> **WORK TO COMPLETE**
1 – According to the personal essay on writing, what does the writer spend more time doing than actually writing?
2 – Decide whether each statement agrees with the personal essay on writing, and back each yes or no with the deciding words quoted from it. (a) The writer says most of their work is unfinished. (b) The writer says a test confirmed they had caught the virus. (c) The writer compares splitting themselves to a child hitting a chocolate orange.
3 – Keep writing the personal essay on writing, picking up right after its last sentence.

> **SOURCE DOCUMENT**
--

Why does the self hatred come on with such severity, so unprompted, so unwarranted, so thick as deep mud?
You cannot trace me as I trace others through their body of work. The vast majority of my work lays unfinished, unedited, unfulfilled and in some places collapsed by outside events.
Or perhaps you can. Some of my work has left me, the rare bits of the graphomania that found resolution before the quickening or the fire left me, and slipped into the world. There is more of it there than I think.
Have I damned myself in defining myself so hard as a writer, given how little it feels like I finish? Where my ambition gets the better of me and I can never follow through, or my neurodivergence starves me of the tools and kindling I need to finish even the smallest of acts? I do not know, I do not know.
And to borrow turns like those, to let others bleed into me. Have I done nothing original? Am I treading paths already worn by others, making myself seem interesting because I step strangely along the trail? Trapped into furrows of others' word choices and concepts, have I crafted anything truly my own?
Or am I too far out, where things are too far fetched, where weird word choices and a refusal to adhere to conventions leaves my work scattered, unreasonable, unreadable, unparseable? Do I need to go back to fundamentals, learn discipline that I have so sorely lacked for so long? Am I just not as good as I think I am?
Where is the line between prose and poetry? I cannot see it sometimes, I'm not being lyrical enough, or my meter is inconsistent.
A body of work from a piece of work whose body sometimes doesn't work.
I spend more time writing about my writing or lack thereof than I do writing! Poisonous solipsism! Do I so lack empathy for others? Damaged brain, where self referential pronouns drop because a spectre of selfishness, real or no, looms and chokes and smothers words before ink hits page or fingers hit keys. How can this mutt speak without making it about itself? It cannot distinguish where these lines are between expressing empathy and centering itself, which furthers isolation and self-loathing.
Would that I could split myself, like a child smacking a palm onto a chocolate orange, to hand the slices to friends and loved ones and contemporaries and to myself, and let that chocolate be a mix of us, each headmate, so that everyone could have the version of me they need. Chain these slices together, so that we might share to ourselves all these lives that now we only live fragments of, tied to a miserable physical job and scattered mentally as we are, letting everyone down because we fear the plague we are sure we caught 2 years ago left us mentally weaker, a part of us stripmined by a virus we never had a test to confirm we caught.

--

> **Items from a dataset**
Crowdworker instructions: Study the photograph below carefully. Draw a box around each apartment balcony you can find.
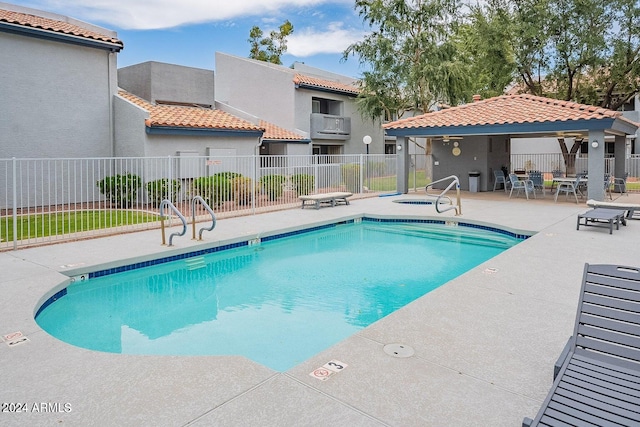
[311,113,351,141]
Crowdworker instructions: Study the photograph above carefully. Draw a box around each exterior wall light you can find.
[362,135,372,154]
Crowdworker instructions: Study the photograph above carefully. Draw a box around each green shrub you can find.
[341,163,360,193]
[96,173,142,208]
[291,173,315,196]
[193,172,241,206]
[260,175,286,200]
[147,178,180,206]
[231,176,253,205]
[367,162,387,178]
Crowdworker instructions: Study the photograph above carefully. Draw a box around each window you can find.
[311,97,342,116]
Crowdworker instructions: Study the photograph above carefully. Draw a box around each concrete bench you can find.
[576,208,627,234]
[298,191,353,209]
[587,199,640,219]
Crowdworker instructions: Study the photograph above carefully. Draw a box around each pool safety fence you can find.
[0,153,397,250]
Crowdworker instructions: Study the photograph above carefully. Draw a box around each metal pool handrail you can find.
[191,196,216,240]
[160,199,187,246]
[424,175,462,216]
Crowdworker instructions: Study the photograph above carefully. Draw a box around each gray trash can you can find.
[469,171,480,193]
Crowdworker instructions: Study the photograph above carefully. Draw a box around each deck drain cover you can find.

--

> **SOLVED PROBLEMS**
1 – Writing about their writing, or their lack of it.

2 –
(a) Yes: "The vast majority of my work lays unfinished, unedited, unfulfilled"
(b) No: "a virus we never had a test to confirm we caught"
(c) Yes: "like a child smacking a palm onto a chocolate orange"

3 –
I used to be better at stepping outside of myself. Something broke in me somewhere along the way and I've been tracing the wires but I can't find the fault that keeps tripping breakers. We've been considering anti-depressants, but we're still hot off quitting recreationals and there's still scorch marks on the wall and a melted circuit breaker from the last time we tried antidepressants and suffered the worst side effect those can give you.
Constantly worried we lost what talent we had. Constantly worried we never had it to begin with. Constantly worried I do still have it, and I'm wasting it. Constantly frustrated with myself for having clinical depression, ADHD, and anxiety. Constantly frustrated with Diabetes, a GI tract that hates me, and the insomnia when it rears its ugly head. Constantly frustrated with a world where I can't make a living off of writing. Constantly everything.
I have to take on faith that my body of work has helped people, that people like it, that people are eager to see more.
I have never been good at faith.
Maybe I just need fresh air, water, and sunlight. We don't think of ourself as plantlike, but maybe we should.
I peel this little monologue from its document like shucking an ear of corn, and toss it out into the world, so that someone else may feed a little off the meal that is my body of work.